* EXERCISE OBJECTIVE
Using the records below, output the stretch that opens with the line containing "Target: drum head" and closes with the line containing "Target: red book", exactly and including both lines, with nothing more.

-=-=-

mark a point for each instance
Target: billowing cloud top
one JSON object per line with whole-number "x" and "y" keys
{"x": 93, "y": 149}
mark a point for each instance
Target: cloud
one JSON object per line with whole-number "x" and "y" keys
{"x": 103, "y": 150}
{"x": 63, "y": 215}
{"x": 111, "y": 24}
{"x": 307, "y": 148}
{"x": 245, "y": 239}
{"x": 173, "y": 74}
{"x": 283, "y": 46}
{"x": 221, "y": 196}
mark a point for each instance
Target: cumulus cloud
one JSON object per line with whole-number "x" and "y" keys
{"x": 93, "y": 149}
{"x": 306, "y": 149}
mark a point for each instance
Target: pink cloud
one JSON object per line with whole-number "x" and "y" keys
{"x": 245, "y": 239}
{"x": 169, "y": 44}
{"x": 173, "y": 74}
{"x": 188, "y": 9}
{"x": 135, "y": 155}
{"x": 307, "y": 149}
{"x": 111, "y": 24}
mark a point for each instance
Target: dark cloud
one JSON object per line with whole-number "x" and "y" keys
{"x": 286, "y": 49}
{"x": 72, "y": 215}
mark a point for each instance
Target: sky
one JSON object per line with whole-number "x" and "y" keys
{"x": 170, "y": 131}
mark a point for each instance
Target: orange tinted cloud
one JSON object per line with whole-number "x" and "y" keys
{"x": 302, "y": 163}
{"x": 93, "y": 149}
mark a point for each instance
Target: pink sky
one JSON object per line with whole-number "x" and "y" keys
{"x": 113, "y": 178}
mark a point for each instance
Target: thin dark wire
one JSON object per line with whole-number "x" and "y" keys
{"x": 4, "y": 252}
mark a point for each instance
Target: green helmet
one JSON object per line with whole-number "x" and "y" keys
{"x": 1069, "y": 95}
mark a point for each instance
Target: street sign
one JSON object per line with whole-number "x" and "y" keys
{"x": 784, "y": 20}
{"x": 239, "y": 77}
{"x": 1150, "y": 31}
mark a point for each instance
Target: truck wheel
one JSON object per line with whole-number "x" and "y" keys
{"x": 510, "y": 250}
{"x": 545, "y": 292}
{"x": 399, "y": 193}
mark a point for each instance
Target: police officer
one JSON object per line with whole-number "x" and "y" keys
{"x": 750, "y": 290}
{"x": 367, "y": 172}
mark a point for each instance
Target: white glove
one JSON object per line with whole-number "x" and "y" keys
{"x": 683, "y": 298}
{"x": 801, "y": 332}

-=-=-

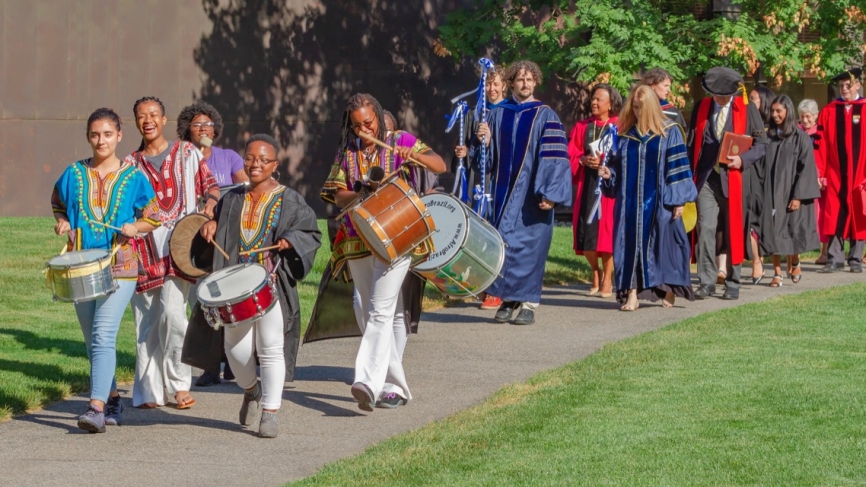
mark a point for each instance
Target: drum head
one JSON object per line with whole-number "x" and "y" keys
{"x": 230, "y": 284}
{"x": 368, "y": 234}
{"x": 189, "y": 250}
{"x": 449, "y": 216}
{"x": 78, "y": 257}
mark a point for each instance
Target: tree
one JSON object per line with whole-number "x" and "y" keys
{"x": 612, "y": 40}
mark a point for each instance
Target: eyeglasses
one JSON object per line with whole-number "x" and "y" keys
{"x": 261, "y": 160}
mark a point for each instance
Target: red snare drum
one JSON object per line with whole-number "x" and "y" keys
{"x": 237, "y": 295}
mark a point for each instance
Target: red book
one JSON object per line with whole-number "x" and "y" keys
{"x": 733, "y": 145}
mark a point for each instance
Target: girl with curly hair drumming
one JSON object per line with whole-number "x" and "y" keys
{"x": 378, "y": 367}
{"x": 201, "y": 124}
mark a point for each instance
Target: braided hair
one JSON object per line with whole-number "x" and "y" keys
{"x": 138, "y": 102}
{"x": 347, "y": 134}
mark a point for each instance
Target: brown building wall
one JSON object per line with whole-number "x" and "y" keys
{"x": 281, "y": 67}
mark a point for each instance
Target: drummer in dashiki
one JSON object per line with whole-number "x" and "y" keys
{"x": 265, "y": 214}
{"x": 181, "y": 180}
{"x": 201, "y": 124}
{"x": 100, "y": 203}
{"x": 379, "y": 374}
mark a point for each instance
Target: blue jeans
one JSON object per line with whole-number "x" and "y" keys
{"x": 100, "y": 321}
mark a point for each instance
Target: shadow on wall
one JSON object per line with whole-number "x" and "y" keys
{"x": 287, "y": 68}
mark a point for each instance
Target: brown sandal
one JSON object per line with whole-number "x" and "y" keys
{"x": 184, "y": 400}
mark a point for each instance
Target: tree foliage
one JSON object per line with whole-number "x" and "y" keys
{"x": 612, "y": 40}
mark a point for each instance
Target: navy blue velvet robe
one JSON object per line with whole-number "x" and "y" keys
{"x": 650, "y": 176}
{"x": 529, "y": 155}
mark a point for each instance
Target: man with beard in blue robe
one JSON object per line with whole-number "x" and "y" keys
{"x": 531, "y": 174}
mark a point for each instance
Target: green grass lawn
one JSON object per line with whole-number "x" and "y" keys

-=-=-

* YOUR RESPONSE
Target: drum head
one JSON object per line with whole-number "x" and "y" keys
{"x": 230, "y": 284}
{"x": 368, "y": 234}
{"x": 189, "y": 250}
{"x": 449, "y": 216}
{"x": 78, "y": 257}
mark a point for each instance
Target: tree
one JSON object per line with whole-number "x" and "y" keys
{"x": 612, "y": 40}
mark a point for each instance
Target: eyeglasses
one JSON object per line with whole-number "x" and "y" keys
{"x": 261, "y": 160}
mark a point for each instance
Target: red snare drum
one JSON object per line with whole-number "x" and "y" keys
{"x": 237, "y": 295}
mark a point for each instance
Target: red book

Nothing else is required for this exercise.